EU presence and GDPR
For teams with European users, transit and processing geography matters. Claudexia maintains EU-resident gateway infrastructure, which means:
- Requests from EU clients hit an EU edge first instead of bouncing across the Atlantic before any policy is applied.
- Gateway-side logs (billing metadata, rate-limit counters) stay in EU storage.
- Your DPA chain is shorter — one processor agreement with Claudexia covering the gateway layer, plus Anthropic's terms covering inference.
This doesn't make Anthropic itself an EU-only processor — inference still runs on Anthropic's infrastructure, which is primarily US-based. What EU presence does is reduce transit hops, simplify your records of processing activities, and give you a contractual counterparty in your jurisdiction. For most B2B SaaS GDPR posture, that's sufficient. For data that genuinely cannot leave the EU, you need a different architecture (on-prem inference, EU-only models from other vendors, or a hybrid) — no commercial Claude deployment solves that today.
Key rotation hygiene
The single highest-leverage operational control is good key discipline:
- One key per environment. Production, staging, CI, local dev, each batch job — separate keys. Never share.
- Monthly rotation, automated. Generate the new key, deploy it, deactivate the old one after a 24-hour overlap. If rotation hurts, your secrets management is the problem to fix.
- Virtual keys with budget caps. Claudexia supports per-key budget limits, model whitelists, and rate limits. Use them. A virtual key that can spend at most $50/day and only call Haiku is a much smaller blast radius than a master key with no limits.

_Available data_:
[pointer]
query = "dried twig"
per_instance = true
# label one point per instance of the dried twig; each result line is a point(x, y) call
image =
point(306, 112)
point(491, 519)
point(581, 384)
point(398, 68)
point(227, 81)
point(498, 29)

_Work task 1_: In the text on EU presence and key rotation, write out the passage from "EU presence and" up to and including "in EU storage.", substituting "usage metadata" for "billing metadata".
_Work task 2_:
Answer from the text on EU presence and key rotation:
(a) Where does inference run?
(b) How long do the new and old keys overlap before the old one is deactivated?
(c) What daily spending limit does the example virtual key have?

_Final answer 1_:
EU presence and GDPR
For teams with European users, transit and processing geography matters. Claudexia maintains EU-resident gateway infrastructure, which means:
- Requests from EU clients hit an EU edge first instead of bouncing across the Atlantic before any policy is applied.
- Gateway-side logs (usage metadata, rate-limit counters) stay in EU storage.

_Final answer 2_:
(a) On Anthropic's infrastructure, which is primarily US-based.
(b) 24 hours.
(c) At most $50 a day.